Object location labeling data
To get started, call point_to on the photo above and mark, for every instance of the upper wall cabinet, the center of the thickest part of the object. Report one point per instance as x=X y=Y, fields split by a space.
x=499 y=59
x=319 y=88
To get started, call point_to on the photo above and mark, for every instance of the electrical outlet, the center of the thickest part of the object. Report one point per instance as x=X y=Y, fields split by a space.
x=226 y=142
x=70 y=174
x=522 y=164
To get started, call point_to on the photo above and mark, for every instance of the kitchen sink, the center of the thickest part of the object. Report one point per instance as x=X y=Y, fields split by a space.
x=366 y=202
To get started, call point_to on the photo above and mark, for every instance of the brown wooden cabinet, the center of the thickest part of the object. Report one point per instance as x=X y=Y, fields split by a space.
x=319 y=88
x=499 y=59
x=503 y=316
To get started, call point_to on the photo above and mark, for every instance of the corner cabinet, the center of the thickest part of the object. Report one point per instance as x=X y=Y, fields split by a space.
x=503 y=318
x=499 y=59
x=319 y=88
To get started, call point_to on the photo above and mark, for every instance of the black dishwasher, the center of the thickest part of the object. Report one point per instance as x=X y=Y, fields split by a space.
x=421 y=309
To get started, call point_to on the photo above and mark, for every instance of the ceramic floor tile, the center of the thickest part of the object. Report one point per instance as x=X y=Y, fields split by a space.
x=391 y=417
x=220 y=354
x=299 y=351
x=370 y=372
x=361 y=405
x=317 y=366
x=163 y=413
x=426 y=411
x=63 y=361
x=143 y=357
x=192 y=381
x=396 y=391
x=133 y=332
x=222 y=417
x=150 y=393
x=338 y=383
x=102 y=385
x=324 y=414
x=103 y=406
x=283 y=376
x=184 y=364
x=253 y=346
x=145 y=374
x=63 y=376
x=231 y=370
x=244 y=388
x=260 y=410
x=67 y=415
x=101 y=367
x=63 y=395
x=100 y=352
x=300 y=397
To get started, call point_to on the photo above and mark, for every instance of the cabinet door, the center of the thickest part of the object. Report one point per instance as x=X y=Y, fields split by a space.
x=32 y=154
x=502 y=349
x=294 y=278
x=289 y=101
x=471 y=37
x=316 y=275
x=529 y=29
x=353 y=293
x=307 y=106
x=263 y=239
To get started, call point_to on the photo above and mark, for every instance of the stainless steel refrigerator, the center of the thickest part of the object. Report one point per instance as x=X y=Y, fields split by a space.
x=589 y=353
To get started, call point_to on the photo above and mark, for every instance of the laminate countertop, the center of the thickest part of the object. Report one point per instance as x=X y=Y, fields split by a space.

TASK TO CARRY OUT
Put the lines from the one with "of the corner" through the end of the lines above into a numbered list, leaving out any blank lines.

SOLUTION TO THIS EXERCISE
1. To get started, call point_to on the photo above and mark, for every instance of the corner cabinet, the center of the thickest part of the object. Report one point per instance as x=X y=Y, fields split by a space.
2. x=503 y=318
3. x=499 y=59
4. x=319 y=88
5. To get started, call point_to on the photo above and mark, for every instance of the black dishwasher, the center of the thickest part of the object. Report one point per instance as x=X y=Y, fields split by a space.
6. x=421 y=309
7. To get started, call point_to on the photo above and mark, for every instance of the ceramic floor tile, the center of the thickest part of the object. Report one point per instance as x=X y=Y, fields split by a space.
8. x=391 y=417
9. x=220 y=354
10. x=299 y=351
11. x=370 y=372
12. x=361 y=405
13. x=317 y=366
14. x=163 y=413
15. x=426 y=411
16. x=63 y=361
17. x=143 y=357
18. x=192 y=381
19. x=396 y=391
20. x=133 y=332
21. x=222 y=417
22. x=150 y=393
23. x=338 y=383
24. x=102 y=385
25. x=324 y=414
26. x=103 y=406
27. x=283 y=376
28. x=184 y=364
29. x=253 y=346
30. x=145 y=374
31. x=63 y=376
32. x=231 y=370
33. x=244 y=388
34. x=260 y=410
35. x=67 y=415
36. x=101 y=367
37. x=63 y=395
38. x=100 y=352
39. x=300 y=397
40. To get started, call point_to on the photo above and mark, for every instance of the cabinet door, the center of the thickest part of the object. Report one point per instance as x=X y=Y, fields split by a space.
41. x=32 y=154
42. x=502 y=349
43. x=294 y=278
44. x=289 y=101
45. x=471 y=37
46. x=316 y=275
47. x=529 y=29
48. x=353 y=293
49. x=307 y=106
50. x=263 y=239
51. To get started, call point_to on the photo above and mark, for every instance of the stainless steel refrigerator, the center of the thickest part of the object. Report one point per instance as x=X y=Y, fields split by a space.
52. x=589 y=353
53. To get started, call point_to on the photo above and mark, for every instance of the laminate countertop, the center of the thickest part of the object. Report one point per instance as x=X y=Y, fields split by a space.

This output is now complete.